__Stated task__
Pick up the air bag patent excerpt after its final sentence and write the next part of its background section.

__Excerpted passage__
++++++++++

17. The invention according to claim 16, wherein the biasing
element comprises a textile material of woven construction formed
from a plurality of nylon yarns.
18. The invention according to claim 17, wherein said nylon yarns
are characterized by a linear density in the range of about 420
denier to about 840 denier.
19. The invention according to claim 15, wherein the biasing
element is substantially flat having a first face in contacting
relation to the air bag cushion upon deployment of the air bag
cushion and a second face extending away from the first face.
20. The invention according to claim 19, wherein a friction
reducing coating extends across at least a portion of the first
face of the biasing element.
21. The invention according to claim 20, wherein a friction
enhancing coating extends across at least a portion of the second
face of the biasing element.
Description
TECHNICAL FIELD
[0001] This invention relates to a vehicle air bag assembly, and
more particularly, to an air bag assembly for use in the protection
of a vehicle occupant during a side impact event.
BACKGROUND OF THE INVENTION
[0002] It is well known in motor vehicles to provide an air bag
assembly for the protection of a vehicle occupant. Such air bag
assemblies typically include an inflatable cushion structure in
fluid communication with a gas emitting inflator. Upon the
occurrence of predetermined vehicle conditions, such as
deceleration exceeding a certain level, a signal is sent via
appropriate sensors to the gas emitting inflator thereby causing
the inflator to discharge gas into the air bag cushion forcing the
air bag cushion outwardly from a stored position into an operative
position between the occupant to be protected and the interior
portions of the vehicle against which the occupant might otherwise
come in contact. The presence of the inflated air bag cushion
between the occupant and the interior portions of the vehicle
provides a cushioning effect as the occupant impacts the inflated
cushion thereby dissipating the kinetic energy of the occupant in a
controlled manner.

++++++++++

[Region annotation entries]

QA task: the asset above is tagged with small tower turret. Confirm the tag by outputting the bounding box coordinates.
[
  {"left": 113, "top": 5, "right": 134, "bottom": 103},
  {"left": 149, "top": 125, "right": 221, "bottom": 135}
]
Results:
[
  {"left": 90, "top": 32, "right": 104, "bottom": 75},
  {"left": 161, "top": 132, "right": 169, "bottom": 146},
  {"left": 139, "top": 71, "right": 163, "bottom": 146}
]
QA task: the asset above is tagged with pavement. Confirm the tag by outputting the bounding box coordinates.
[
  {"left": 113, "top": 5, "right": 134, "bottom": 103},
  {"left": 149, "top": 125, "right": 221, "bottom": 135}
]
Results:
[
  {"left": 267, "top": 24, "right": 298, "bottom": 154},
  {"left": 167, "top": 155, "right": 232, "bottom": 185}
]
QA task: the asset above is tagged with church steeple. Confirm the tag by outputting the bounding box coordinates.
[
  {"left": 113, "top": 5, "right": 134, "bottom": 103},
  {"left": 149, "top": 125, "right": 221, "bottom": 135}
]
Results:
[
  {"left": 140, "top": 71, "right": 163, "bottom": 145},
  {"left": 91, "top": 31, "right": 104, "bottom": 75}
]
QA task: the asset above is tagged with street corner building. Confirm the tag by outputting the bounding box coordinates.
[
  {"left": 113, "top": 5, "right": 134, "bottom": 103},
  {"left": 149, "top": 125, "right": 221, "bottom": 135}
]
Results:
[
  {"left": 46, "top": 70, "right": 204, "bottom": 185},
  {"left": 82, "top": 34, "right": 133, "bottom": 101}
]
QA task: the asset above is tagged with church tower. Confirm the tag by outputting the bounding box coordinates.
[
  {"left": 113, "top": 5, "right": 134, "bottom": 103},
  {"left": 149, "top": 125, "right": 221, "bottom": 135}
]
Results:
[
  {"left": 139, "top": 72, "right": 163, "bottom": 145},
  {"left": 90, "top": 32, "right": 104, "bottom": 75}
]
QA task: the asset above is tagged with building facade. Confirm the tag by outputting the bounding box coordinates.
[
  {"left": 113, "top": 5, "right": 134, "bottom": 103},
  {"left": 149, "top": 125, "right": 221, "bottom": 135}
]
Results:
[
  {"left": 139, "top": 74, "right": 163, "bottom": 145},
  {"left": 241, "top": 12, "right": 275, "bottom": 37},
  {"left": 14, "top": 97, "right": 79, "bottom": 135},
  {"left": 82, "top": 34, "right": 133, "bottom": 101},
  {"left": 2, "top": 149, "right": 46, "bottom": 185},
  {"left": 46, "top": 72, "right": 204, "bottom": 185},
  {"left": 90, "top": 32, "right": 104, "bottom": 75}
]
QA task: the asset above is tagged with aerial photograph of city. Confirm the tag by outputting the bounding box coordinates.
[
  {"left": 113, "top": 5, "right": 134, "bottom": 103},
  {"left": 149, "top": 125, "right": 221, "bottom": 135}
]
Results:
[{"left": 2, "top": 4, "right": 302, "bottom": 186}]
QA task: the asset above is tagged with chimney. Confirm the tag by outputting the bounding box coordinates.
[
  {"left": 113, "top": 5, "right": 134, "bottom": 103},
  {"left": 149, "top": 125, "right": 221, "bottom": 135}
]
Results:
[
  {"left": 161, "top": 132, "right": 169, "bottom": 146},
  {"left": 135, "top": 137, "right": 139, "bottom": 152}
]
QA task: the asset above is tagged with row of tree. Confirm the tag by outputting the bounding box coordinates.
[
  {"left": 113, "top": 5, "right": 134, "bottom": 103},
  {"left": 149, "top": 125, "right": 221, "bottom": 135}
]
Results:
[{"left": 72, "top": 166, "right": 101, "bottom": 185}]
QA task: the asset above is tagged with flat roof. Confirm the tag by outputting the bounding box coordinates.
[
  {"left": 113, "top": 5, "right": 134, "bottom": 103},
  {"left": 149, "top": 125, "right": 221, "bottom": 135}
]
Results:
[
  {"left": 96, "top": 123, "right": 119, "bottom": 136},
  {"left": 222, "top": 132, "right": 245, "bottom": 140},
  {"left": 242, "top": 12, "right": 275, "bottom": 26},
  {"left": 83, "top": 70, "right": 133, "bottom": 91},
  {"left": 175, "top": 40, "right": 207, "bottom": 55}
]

++++++++++

__Exercise response__
[0003] It is also known to provide an air bag assembly for the side
impact protection of a vehicle occupant. The prior art has
disclosed side impact air bag assemblies which have either one
cushion or a plurality of cushions which deploy to protect the head
and/or the torso portions of a vehicle occupant against impact with
the door panels or other side portions of the vehicle interior.
Such side air bag cushions are typically deployed from storage
positions within the seating structures or door panels of the
vehicle.
[0004] The performance of side impact air bag assemblies is
enhanced when the cushions are deployed in full expanded condition
in the region between the occupant to be protected and the side
portion of the vehicle interior. Such desired deployment
characteristics may be obstructed in the event that the occupant to
be protected is positioned outside the borders of the seating
structure or is leaning towards the door of the vehicle structure.
Thus, in such a situation, the benefits of the side impact air bag
assembly may not be fully realized due to the fact that premature
contact between the cushion and the occupant prevents the full
cushioning character of the air bag to be achieved.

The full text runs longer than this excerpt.